──────── Selection
In The Mood For Drama? Go To An Urban Tree Hearing
The people of Somerville, Massachusetts really, really care about trees.
Sometime last month, the street trees of Somerville, Massachusetts were overtaken by a strange crop. Seemingly overnight, vertical inhabitants of all sorts—sprawling neighborhood giants, slim sidewalk-shaders, even the occasional telephone pole—sprouted identical flyers. In inch-high all-caps, in standard bureaucratic font, the signs carried an ominous message: “NOTICE OF A PUBLIC HEARING,” they read, “IN RELATION TO THE REMOVAL OF THIS TREE.”
In another city, such an appearance might amount to a death sentence for the trees. It’s easy to imagine busy urbanites walking or biking right past these signs, en route to work or the grocery store, thinking “that’s too bad”—and then, months later when the chainsaws come, thinking it again.
But this is Somerville, winner of a Tree City USA award at least 17 years running. Such honors do not come without a populace committed to tree preservation. So at 5:30pm on a balmy Thursday, a good 50 people have stuffed themselves inside the city’s Water Department Building to exercise their arboreal rights. Some have come straight from work, and roll up their shirtsleeves as they step into the stuffy room. Others tote in children, who crane their necks towards the Little League game across the street. The rows of folding chairs filled early, and stragglers are packed into the narrow aisles—meaning the tree hearing is, fittingly, standing room only.
In urban Massachusetts, civic-mindedness has pretty much always included a soft spot for trees. In 1636, colonial Bostonians passed an ordinance insisting that planted trees be “prevented… from being spoiled.” In 1775, to mess with revolutionary morale, the British cut down one of the Common’s largest elms, the so-called Liberty Tree. Increased industrialization led to a brief period of frenzied chopping, but this was short-lived, and since 1899, Massachusetts statute has mandated that every public tree facing removal must first receive a hearing. Even now, other states that have adopted similar legislation tend to refer to it as “the Massachusetts law.”
This particular meeting’s main event concerns about 100 ash trees marked for demolition, explains Brad Ross, a designer and data scientist with the Mayor’s Office. Somerville officials fear these specific trees will make easy prey for the Emerald Ash Borer, a small beetle that has been devouring its preferred species since it first hitched a ride here from Asia in 2002.
────────────────
──────── Record list
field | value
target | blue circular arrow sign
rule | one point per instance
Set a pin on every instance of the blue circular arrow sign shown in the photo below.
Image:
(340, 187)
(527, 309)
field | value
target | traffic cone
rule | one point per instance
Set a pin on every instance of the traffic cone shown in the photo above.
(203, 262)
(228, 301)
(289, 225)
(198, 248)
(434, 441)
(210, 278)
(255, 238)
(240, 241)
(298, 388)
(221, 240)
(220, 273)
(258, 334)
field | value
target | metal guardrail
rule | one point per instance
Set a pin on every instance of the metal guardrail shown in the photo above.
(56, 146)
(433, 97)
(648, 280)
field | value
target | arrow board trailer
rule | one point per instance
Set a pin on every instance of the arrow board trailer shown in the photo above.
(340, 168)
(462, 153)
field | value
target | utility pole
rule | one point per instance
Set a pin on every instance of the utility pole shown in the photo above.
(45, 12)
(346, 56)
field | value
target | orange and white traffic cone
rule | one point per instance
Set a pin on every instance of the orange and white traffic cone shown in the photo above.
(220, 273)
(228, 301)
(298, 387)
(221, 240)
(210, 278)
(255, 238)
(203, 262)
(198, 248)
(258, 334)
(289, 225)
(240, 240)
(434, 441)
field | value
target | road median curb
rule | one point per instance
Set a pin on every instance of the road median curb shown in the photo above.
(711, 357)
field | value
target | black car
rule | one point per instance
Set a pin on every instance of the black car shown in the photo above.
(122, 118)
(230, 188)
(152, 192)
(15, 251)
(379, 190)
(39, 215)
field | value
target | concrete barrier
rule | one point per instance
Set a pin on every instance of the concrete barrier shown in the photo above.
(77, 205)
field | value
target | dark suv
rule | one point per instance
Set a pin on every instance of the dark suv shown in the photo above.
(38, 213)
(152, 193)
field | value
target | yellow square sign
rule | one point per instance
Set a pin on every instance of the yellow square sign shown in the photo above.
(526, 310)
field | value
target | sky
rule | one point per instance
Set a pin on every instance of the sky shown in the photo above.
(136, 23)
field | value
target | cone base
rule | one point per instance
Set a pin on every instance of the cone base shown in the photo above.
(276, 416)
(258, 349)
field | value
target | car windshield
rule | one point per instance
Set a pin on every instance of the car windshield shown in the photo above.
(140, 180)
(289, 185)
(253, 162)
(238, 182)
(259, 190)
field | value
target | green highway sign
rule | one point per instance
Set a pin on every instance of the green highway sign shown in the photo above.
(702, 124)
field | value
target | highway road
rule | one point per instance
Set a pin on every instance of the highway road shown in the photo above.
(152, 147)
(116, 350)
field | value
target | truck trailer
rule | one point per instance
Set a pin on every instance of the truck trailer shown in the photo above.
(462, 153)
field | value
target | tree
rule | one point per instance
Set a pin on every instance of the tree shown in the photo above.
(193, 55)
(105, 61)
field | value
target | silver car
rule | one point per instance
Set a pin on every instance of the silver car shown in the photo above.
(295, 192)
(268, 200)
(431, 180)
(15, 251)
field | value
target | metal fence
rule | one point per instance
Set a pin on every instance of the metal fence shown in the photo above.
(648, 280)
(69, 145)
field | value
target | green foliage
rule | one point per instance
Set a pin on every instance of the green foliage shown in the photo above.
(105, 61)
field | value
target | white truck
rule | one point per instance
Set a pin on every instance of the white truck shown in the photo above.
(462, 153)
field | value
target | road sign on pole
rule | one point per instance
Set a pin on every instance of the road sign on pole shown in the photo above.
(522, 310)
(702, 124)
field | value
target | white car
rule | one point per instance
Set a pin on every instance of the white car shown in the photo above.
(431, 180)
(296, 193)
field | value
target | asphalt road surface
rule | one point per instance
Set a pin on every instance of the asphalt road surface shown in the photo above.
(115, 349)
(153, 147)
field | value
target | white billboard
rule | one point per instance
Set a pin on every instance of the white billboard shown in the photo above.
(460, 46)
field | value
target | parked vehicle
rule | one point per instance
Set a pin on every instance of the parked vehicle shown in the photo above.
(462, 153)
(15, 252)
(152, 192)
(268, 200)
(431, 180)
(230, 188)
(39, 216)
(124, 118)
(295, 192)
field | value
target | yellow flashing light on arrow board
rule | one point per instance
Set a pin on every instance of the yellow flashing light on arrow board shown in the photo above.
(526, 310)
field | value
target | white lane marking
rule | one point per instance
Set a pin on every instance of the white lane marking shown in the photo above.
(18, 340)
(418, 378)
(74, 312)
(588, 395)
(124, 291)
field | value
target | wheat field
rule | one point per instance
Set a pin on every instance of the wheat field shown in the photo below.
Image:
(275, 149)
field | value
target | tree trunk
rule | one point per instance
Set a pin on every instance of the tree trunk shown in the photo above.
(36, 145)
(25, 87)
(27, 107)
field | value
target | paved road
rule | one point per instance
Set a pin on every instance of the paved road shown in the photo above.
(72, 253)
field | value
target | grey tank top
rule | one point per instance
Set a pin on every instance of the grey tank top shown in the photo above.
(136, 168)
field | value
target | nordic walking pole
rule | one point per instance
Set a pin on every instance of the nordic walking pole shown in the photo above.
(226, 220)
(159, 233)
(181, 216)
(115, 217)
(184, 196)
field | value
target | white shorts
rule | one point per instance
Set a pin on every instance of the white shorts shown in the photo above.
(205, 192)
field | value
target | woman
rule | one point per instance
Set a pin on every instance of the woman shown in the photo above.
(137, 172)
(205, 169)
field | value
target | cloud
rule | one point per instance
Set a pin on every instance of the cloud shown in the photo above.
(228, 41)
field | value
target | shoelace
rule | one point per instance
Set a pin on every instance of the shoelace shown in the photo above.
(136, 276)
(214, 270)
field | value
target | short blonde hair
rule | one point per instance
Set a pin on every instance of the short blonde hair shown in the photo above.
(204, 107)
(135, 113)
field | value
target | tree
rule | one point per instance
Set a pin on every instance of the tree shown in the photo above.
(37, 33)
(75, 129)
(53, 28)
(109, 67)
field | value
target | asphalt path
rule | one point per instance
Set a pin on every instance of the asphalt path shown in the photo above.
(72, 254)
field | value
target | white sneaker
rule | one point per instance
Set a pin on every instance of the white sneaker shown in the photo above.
────────────────
Short problem: In the article about Somerville's tree hearing, rewrite the passage between "In another city, such" and "thinking it again.", inclusive, changing "grocery store" to "post office".

Correct output:
In another city, such an appearance might amount to a death sentence for the trees. It’s easy to imagine busy urbanites walking or biking right past these signs, en route to work or the post office, thinking “that’s too bad”—and then, months later when the chainsaws come, thinking it again.